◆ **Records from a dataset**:
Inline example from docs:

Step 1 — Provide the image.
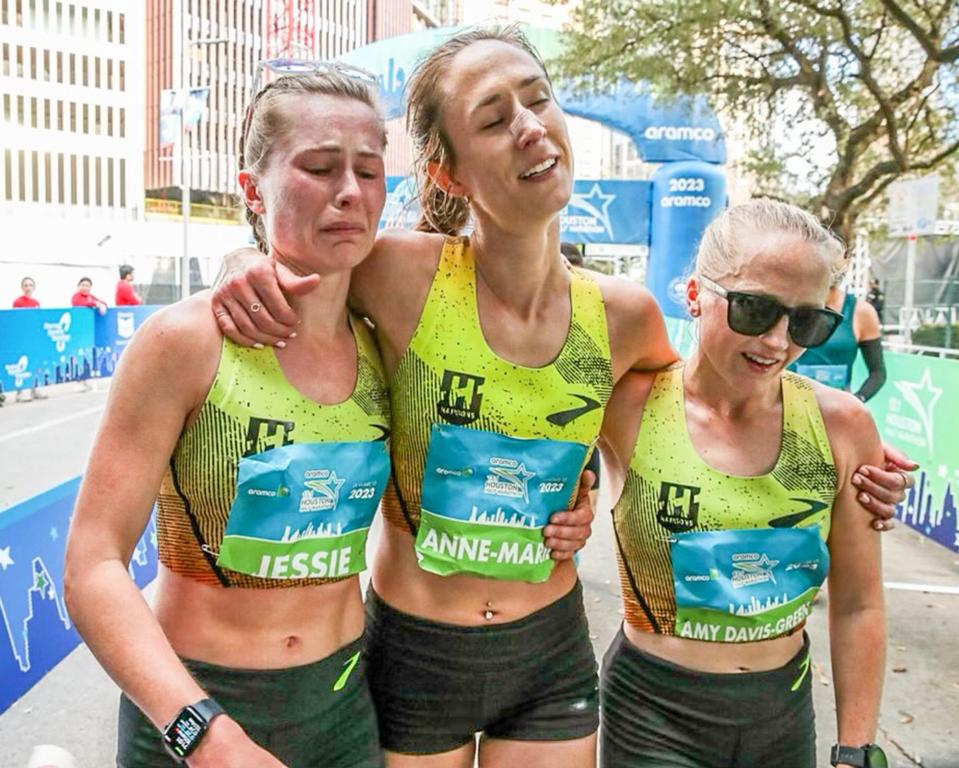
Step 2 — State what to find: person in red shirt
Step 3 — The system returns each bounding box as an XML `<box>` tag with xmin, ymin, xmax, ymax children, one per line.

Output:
<box><xmin>10</xmin><ymin>277</ymin><xmax>47</xmax><ymax>403</ymax></box>
<box><xmin>116</xmin><ymin>264</ymin><xmax>143</xmax><ymax>307</ymax></box>
<box><xmin>70</xmin><ymin>277</ymin><xmax>107</xmax><ymax>315</ymax></box>
<box><xmin>13</xmin><ymin>277</ymin><xmax>40</xmax><ymax>309</ymax></box>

◆ **Stated goal**: Swap "red shirt" for "blue jacket" throughout the rows above and reproduce them otherwise unchanged, leaving out the pictures.

◆ **Expected answer**:
Inline example from docs:

Step 1 — Provide the image.
Step 2 — State what to find: person in blue jacket
Step 3 — The system returns each bounding box as an XML `<box>` tag with xmin, ymin, xmax, ymax children, one per line.

Output:
<box><xmin>10</xmin><ymin>277</ymin><xmax>47</xmax><ymax>403</ymax></box>
<box><xmin>116</xmin><ymin>264</ymin><xmax>143</xmax><ymax>307</ymax></box>
<box><xmin>70</xmin><ymin>277</ymin><xmax>107</xmax><ymax>315</ymax></box>
<box><xmin>13</xmin><ymin>277</ymin><xmax>40</xmax><ymax>309</ymax></box>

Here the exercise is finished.